» **Stated exercise**
Convert each row below into a JSON list of strings, one string per line, leaving out blank lines.

» **Material for this task**
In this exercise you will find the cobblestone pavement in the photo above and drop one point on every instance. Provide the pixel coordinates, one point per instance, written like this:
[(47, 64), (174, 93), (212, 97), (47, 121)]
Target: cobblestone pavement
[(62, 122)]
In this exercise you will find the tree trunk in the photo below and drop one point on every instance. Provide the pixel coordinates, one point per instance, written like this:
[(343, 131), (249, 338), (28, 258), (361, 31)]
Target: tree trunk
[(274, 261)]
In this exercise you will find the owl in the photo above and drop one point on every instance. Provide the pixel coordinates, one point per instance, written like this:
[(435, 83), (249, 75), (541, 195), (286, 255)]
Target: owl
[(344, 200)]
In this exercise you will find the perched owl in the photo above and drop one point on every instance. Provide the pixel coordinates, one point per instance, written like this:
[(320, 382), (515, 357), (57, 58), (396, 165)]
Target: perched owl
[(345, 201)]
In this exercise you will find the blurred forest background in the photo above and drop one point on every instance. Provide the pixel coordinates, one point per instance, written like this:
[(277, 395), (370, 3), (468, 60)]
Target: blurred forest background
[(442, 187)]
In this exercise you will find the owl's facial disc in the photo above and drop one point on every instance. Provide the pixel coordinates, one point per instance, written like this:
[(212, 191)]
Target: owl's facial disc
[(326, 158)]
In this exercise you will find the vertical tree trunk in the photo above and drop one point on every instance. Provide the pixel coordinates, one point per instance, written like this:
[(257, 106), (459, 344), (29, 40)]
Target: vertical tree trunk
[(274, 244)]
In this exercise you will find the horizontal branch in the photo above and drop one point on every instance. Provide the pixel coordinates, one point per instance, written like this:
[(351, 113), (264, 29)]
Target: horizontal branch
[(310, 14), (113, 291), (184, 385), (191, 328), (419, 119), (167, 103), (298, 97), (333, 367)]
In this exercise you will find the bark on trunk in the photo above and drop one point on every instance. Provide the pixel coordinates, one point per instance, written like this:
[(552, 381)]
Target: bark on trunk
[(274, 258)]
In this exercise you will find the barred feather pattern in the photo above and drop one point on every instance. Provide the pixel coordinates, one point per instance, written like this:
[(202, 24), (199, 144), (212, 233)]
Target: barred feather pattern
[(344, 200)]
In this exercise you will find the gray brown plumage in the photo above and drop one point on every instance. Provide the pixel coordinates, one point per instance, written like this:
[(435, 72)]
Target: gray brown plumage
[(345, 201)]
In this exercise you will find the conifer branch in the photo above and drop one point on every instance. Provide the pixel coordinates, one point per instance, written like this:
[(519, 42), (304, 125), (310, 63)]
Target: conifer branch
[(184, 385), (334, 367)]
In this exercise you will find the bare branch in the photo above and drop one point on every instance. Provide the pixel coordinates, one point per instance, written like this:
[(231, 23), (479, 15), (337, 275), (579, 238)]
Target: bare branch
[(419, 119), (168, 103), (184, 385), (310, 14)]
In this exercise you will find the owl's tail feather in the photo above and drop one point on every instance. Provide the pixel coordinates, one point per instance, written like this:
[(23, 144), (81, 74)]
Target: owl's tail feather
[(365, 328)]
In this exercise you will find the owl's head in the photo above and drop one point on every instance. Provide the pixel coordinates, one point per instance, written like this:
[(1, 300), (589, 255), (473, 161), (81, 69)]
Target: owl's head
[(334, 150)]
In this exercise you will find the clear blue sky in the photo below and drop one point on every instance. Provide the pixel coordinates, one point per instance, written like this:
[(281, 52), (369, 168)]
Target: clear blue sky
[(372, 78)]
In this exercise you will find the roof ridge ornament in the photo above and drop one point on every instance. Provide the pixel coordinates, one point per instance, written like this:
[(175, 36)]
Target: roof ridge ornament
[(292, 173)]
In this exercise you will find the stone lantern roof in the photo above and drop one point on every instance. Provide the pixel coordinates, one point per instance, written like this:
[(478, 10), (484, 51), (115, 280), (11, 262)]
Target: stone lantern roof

» **The answer**
[
  "In this exercise you will find the cobblestone pavement in the photo above and drop one point on every instance. Provide the pixel coordinates, one point per instance, written like this:",
  "[(47, 64), (174, 93), (212, 97), (47, 121)]",
  "Target: cobblestone pavement",
  "[(62, 122)]",
  "In this exercise you will find the tree trunk in the photo below and drop one point on every instance. Provide the pixel coordinates, one point per instance, written like this:",
  "[(343, 131), (249, 338), (28, 258), (361, 31)]",
  "Target: tree trunk",
  "[(274, 261)]",
  "In this exercise you will find the owl in the photo above and drop one point on every instance. Provide the pixel coordinates, one point per instance, written like this:",
  "[(435, 83), (249, 75), (541, 195), (286, 255)]",
  "Target: owl",
  "[(344, 200)]",
  "In this exercise you will find the perched owl in the photo above and drop one point on every instance. Provide the pixel coordinates, one point per instance, written like this:",
  "[(320, 382), (515, 357), (57, 58), (396, 165)]",
  "Target: perched owl",
  "[(345, 201)]",
  "In this exercise you will find the blurred forest background in the photo above and drop one point on every instance. Provide the pixel coordinates, one point per instance, written like this:",
  "[(277, 395), (370, 3), (468, 60)]",
  "Target: blurred forest background",
  "[(442, 187)]",
  "In this exercise you will find the owl's facial disc in the photo above and drop one point on every instance. Provide the pixel coordinates, one point per instance, written like this:",
  "[(212, 191)]",
  "Target: owl's facial disc",
  "[(326, 158)]",
  "In this exercise you will find the vertical tree trunk in the photo above and drop one point on every instance. Provide the pixel coordinates, one point per instance, written like this:",
  "[(257, 106), (459, 344), (29, 40)]",
  "Target: vertical tree trunk",
  "[(274, 244)]",
  "In this exercise you will find the horizontal branch in the photo above and drop one point on every instance. Provide the pixel coordinates, one point per instance, written like this:",
  "[(351, 113), (264, 29)]",
  "Target: horizontal branch",
  "[(310, 14), (113, 291), (184, 385), (191, 328), (419, 119), (167, 103), (298, 97), (333, 367)]",
  "In this exercise you will find the bark on trunk in the photo above and drop one point on every instance. Provide the pixel coordinates, one point per instance, written like this:",
  "[(552, 381)]",
  "Target: bark on trunk",
  "[(274, 258)]",
  "In this exercise you will find the barred feather pattern in the photo above and drop one point on every instance. Provide the pixel coordinates, one point per instance, written like this:",
  "[(202, 24), (199, 144), (212, 233)]",
  "Target: barred feather pattern",
  "[(344, 200)]",
  "In this exercise you will find the gray brown plumage in the photo above and drop one point on every instance. Provide the pixel coordinates, one point per instance, written like this:",
  "[(435, 72)]",
  "Target: gray brown plumage",
  "[(345, 201)]",
  "In this exercise you will find the conifer branch in the photo above and drop one point on every instance. Provide the pixel coordinates, one point per instance, written like this:",
  "[(519, 42), (304, 125), (310, 63)]",
  "Target: conifer branch",
  "[(184, 385), (334, 367)]",
  "In this exercise you will find the bare branch in the photo above and drop one point on every instance. Provide the pixel coordinates, one point per instance, written like this:",
  "[(231, 23), (479, 15), (337, 275), (579, 238)]",
  "Target: bare branch",
  "[(419, 119), (168, 103), (184, 385), (310, 14)]",
  "In this exercise you will find the owl's tail feather in the photo above and drop one point on every instance. Provide the pixel coordinates, one point per instance, written like this:",
  "[(23, 144), (81, 74)]",
  "Target: owl's tail feather",
  "[(365, 328)]",
  "In this exercise you will find the owl's head in the photo above and drop one point on every instance. Provide the pixel coordinates, one point per instance, written like this:",
  "[(1, 300), (589, 255), (473, 161), (81, 69)]",
  "Target: owl's head",
  "[(334, 150)]",
  "In this exercise you will find the clear blue sky in the photo below and drop one point on every instance. Provide the pixel coordinates, one point per instance, written like this:",
  "[(281, 52), (369, 168)]",
  "Target: clear blue sky",
  "[(372, 78)]",
  "In this exercise you will find the roof ridge ornament in the photo above and drop one point on every instance. Provide the pixel coordinates, one point per instance, written like this:",
  "[(175, 36)]",
  "Target: roof ridge ornament",
  "[(292, 173)]",
  "In this exercise you will find the stone lantern roof in the photo above and drop one point on every instance. Provide the pixel coordinates, one point per instance, written like this:",
  "[(478, 10), (484, 51), (115, 280), (11, 262)]",
  "Target: stone lantern roof"
]